(Registros do conjunto de dados de apontamento)
_____
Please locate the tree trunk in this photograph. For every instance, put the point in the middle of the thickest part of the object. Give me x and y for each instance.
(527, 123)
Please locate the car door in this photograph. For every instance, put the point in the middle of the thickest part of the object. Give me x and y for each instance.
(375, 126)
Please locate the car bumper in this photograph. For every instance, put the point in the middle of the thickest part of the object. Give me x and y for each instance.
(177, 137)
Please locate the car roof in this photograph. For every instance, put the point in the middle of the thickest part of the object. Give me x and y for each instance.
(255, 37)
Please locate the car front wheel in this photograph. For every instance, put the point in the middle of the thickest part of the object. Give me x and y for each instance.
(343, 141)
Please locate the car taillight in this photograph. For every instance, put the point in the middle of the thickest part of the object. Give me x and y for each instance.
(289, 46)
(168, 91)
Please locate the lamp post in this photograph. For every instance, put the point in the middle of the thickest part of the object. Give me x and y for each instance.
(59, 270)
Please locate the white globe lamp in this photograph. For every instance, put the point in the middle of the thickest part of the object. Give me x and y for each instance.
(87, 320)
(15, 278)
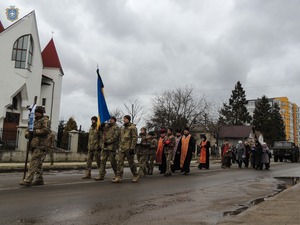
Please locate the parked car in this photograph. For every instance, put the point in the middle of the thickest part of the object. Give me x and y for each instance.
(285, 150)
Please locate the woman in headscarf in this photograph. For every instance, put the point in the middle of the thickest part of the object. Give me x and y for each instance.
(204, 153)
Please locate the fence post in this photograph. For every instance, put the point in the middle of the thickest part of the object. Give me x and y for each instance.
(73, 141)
_____
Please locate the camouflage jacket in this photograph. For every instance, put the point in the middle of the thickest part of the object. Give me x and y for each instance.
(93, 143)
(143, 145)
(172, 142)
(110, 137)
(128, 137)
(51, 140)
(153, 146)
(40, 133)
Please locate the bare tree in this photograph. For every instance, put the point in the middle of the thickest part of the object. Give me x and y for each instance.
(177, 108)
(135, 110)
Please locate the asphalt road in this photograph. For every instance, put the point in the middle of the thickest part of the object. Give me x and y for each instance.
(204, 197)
_____
Identifique e copie cada linha dos registros que contenha a palavra "post". A distinção entre maiúsculas e minúsculas deve ser respeitada.

Please locate the lamp post in this photograph. For every instance, put the point in the middle of the thickest part of the object. Give me x and y for each instance.
Please locate the fence post in this photograph. For every instance, put the point in the middle of the thickest part of the object. Give me x and y for each instance.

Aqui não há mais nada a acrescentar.